_Records provided_
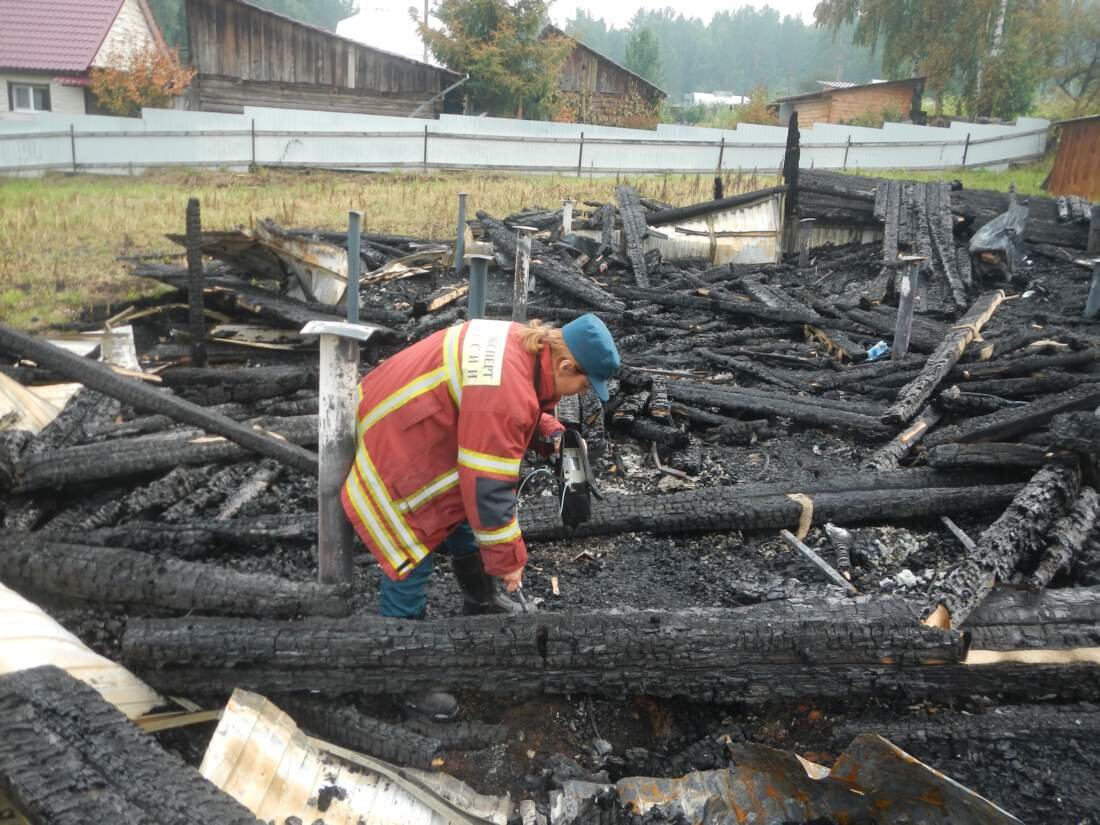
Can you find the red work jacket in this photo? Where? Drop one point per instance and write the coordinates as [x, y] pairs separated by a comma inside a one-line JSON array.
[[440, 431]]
* * *
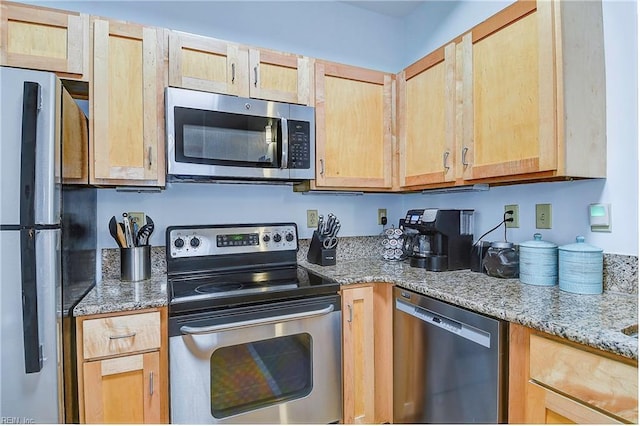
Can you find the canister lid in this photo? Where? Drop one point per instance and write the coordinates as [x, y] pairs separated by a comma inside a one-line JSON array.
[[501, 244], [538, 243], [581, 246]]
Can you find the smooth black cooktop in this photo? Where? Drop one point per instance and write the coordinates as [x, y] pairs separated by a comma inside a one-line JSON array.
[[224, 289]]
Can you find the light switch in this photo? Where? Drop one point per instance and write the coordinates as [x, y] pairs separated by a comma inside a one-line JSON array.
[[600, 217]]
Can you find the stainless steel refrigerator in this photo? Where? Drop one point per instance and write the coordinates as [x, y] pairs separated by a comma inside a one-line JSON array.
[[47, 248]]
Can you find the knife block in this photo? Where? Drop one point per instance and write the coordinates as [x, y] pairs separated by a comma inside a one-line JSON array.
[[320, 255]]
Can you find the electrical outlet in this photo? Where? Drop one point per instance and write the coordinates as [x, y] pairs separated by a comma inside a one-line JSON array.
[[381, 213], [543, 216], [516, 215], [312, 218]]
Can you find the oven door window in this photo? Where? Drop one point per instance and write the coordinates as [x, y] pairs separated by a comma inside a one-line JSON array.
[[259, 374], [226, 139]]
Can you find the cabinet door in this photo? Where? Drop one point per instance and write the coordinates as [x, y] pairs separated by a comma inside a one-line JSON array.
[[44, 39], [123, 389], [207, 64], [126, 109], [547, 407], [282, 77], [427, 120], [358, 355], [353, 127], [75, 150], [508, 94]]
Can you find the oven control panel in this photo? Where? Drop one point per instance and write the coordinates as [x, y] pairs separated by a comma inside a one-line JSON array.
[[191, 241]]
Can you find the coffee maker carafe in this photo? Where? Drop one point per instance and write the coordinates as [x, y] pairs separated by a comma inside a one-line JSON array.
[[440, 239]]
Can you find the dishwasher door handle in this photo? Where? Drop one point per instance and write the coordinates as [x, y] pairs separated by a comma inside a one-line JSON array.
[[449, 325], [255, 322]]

_Do this_
Reproduce only the rows from the line with "Can you find the light" up to and including the line with "[[381, 213], [543, 216], [516, 215], [312, 218]]", requests included. Rescale each x and y coordinate in the answers by multiplying it by 0.2 and rounding to a whole number, with halves rounded up.

_Solution for this task_
Can you find the light switch in this photo? Where? Drop one point per instance and write the coordinates as [x, y] pairs separated by a comma inside a one-line JSON array.
[[120, 43]]
Can you find the stainless steel refrigerator in this photo? Where? Drop one point per instance and write the coordinates as [x, y] pairs separated by a comma inside a one-line JSON array.
[[9, 50]]
Can you find the knife block in this photo? Where? Drop one point per instance and write the coordinates as [x, y] pairs separated by a comma inside a one-line JSON array.
[[64, 51]]
Can you find the electrical outlet in this photo? Where? Drop one point per instance and write the coordinates as [x, y] pairs separated by a comma inside a one-line JSON array.
[[76, 43], [109, 43], [103, 43], [62, 44]]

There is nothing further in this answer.